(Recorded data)
******************************

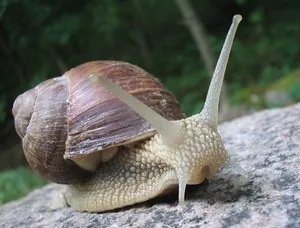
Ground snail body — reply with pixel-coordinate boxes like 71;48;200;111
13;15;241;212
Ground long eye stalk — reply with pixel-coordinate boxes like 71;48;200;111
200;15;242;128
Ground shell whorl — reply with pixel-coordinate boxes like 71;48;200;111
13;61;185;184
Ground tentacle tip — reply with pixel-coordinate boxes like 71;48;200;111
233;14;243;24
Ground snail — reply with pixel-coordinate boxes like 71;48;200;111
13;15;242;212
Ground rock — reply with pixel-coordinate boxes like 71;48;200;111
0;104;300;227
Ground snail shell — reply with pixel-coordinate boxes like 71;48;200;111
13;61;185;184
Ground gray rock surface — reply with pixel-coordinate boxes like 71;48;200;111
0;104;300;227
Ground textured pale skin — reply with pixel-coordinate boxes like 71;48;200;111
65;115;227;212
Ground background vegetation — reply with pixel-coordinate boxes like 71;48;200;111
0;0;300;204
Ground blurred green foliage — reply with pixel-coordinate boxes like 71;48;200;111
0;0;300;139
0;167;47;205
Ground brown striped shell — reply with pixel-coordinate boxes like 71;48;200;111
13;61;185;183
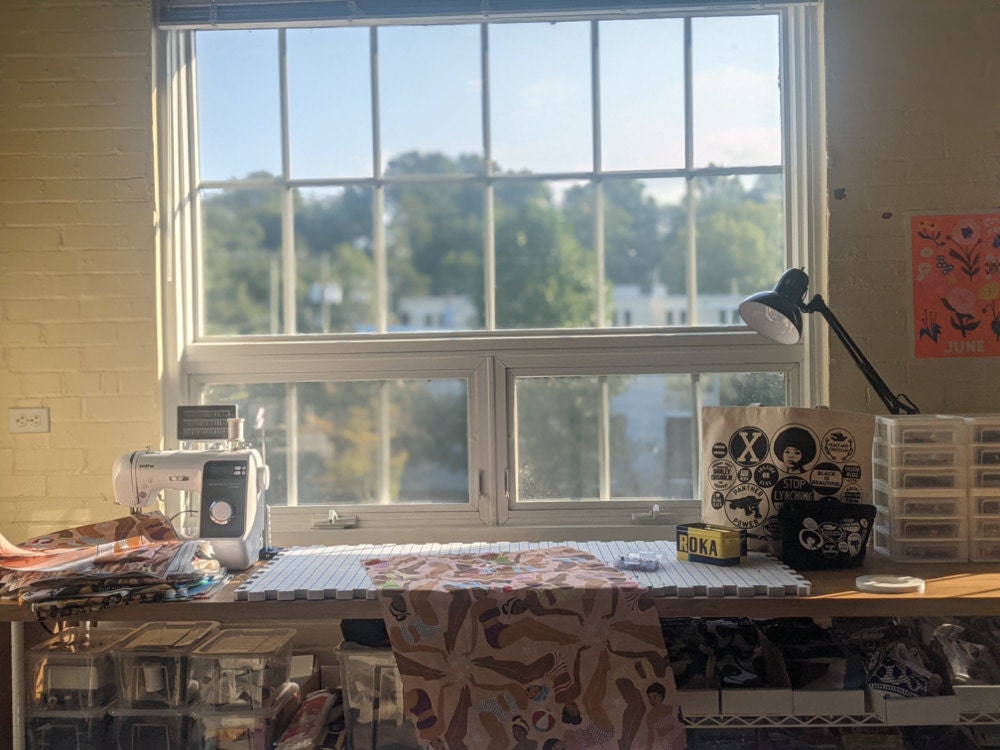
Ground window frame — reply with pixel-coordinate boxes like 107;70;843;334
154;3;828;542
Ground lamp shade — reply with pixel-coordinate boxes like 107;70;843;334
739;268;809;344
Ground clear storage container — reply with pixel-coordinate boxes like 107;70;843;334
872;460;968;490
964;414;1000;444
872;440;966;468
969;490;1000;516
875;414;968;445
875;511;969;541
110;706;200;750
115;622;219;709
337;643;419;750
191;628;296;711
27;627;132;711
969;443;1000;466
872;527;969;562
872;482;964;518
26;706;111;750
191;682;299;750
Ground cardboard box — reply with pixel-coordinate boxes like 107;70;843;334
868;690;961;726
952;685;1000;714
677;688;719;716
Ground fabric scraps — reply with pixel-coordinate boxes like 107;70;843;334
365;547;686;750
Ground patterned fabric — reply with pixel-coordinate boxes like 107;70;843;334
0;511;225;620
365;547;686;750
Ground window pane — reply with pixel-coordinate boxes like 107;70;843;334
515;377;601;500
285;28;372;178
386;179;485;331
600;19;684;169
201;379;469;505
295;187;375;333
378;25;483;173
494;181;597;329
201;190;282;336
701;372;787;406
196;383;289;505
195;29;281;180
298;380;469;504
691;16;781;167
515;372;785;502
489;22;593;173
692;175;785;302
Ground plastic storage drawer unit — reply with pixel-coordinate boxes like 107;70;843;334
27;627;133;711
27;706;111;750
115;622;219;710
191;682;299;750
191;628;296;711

******************************

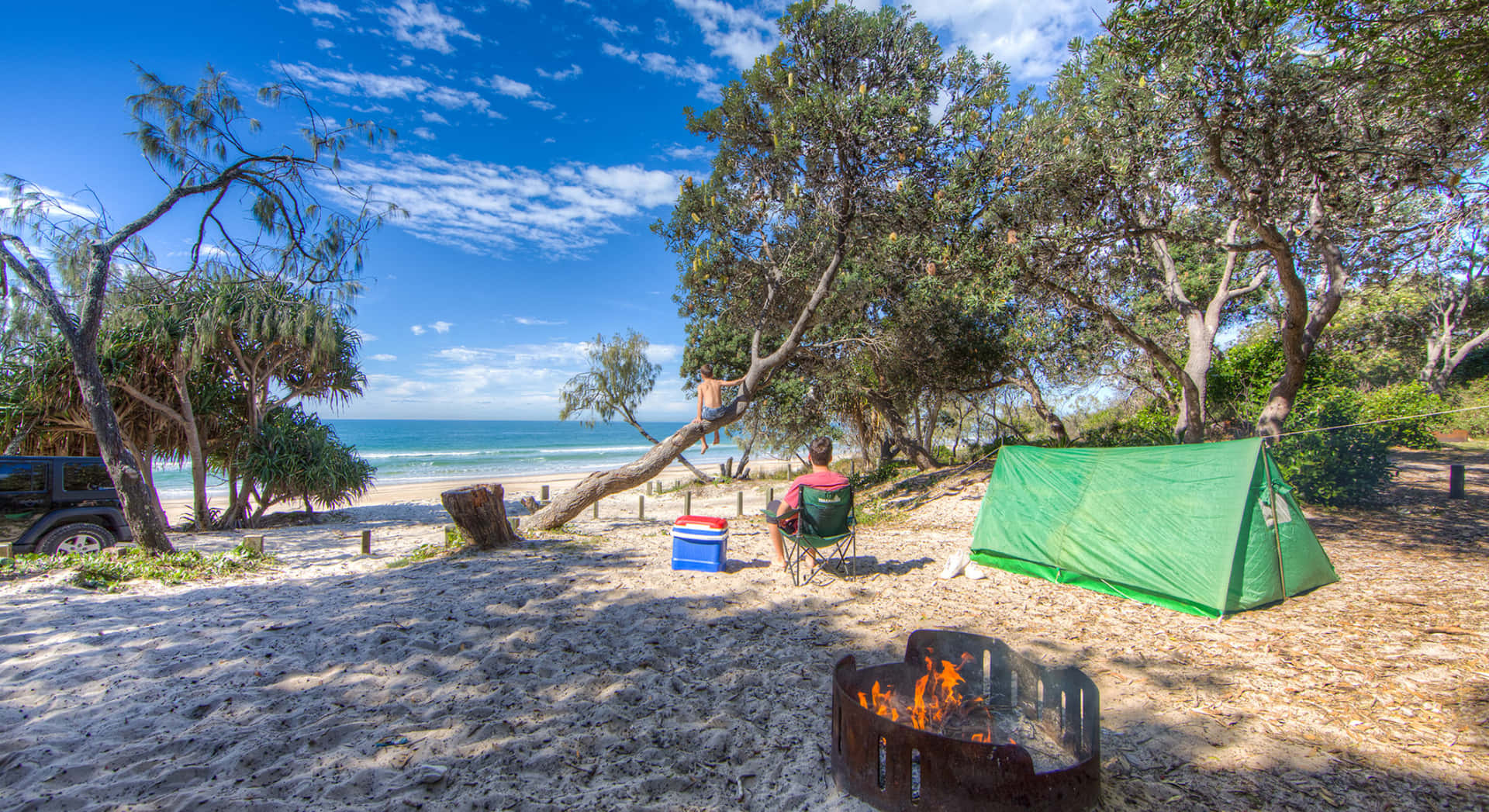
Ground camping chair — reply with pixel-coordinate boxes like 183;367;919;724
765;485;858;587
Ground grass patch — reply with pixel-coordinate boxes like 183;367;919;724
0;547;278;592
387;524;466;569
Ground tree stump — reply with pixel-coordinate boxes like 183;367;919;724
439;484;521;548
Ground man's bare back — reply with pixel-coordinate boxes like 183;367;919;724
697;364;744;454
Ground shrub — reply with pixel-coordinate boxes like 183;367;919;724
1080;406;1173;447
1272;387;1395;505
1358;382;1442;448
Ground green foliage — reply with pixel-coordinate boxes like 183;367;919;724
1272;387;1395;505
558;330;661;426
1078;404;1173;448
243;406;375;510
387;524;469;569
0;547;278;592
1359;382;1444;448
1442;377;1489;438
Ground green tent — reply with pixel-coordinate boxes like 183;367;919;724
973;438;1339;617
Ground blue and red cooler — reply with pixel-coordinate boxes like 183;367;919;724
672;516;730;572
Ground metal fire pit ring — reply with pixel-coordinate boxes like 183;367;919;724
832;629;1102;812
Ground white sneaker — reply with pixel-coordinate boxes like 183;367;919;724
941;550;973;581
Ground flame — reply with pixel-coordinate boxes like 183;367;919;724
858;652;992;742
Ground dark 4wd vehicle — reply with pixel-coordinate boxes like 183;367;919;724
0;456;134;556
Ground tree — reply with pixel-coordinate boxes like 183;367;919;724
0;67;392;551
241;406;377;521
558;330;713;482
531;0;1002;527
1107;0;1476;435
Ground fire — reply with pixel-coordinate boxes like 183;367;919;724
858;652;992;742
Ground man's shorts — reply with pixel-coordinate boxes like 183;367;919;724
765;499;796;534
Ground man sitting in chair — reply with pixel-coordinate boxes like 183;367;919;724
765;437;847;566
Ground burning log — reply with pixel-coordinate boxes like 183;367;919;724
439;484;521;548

******************************

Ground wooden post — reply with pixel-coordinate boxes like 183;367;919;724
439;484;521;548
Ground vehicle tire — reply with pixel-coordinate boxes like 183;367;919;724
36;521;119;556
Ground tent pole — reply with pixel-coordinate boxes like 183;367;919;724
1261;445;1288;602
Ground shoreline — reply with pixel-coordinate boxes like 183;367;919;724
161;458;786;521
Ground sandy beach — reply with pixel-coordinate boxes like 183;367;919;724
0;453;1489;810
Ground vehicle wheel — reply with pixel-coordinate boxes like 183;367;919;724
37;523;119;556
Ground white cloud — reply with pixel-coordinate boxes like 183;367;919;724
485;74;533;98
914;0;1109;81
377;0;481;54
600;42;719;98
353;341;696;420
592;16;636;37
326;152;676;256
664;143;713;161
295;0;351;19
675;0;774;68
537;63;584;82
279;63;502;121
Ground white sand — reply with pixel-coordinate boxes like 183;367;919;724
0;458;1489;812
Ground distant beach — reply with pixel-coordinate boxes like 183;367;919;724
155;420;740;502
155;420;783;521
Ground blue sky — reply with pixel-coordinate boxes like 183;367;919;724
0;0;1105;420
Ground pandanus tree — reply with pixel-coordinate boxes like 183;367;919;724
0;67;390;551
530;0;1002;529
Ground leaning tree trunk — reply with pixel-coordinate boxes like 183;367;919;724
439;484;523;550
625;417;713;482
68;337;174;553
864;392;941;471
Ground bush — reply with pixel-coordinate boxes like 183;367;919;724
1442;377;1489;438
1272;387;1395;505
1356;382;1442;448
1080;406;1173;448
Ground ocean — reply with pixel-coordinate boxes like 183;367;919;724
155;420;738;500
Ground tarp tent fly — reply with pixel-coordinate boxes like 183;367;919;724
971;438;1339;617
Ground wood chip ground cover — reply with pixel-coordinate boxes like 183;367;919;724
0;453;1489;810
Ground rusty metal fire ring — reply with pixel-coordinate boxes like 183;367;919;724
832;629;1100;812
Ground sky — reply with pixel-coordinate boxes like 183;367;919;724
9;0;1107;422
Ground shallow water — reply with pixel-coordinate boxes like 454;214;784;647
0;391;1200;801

******************************

- [REQUIRED TASK] Rewrite the entries as a numbered list, beginning at the line that has "Ground white cloud" and stopping after the line that has "0;458;1489;812". Skip any blank lines.

- [WORKED ANSWER]
1. Ground white cloud — reply with pixel-coordinate boxes like 183;367;919;724
2. 485;74;533;98
3. 914;0;1109;81
4. 377;0;481;54
5. 600;42;719;98
6. 353;341;696;420
7. 592;16;636;37
8. 326;152;676;256
9. 664;143;713;161
10. 295;0;351;19
11. 675;0;774;68
12. 537;63;584;82
13. 279;63;502;121
14. Ground white sand — reply with pixel-coordinate boxes like 183;367;919;724
15. 0;458;1489;812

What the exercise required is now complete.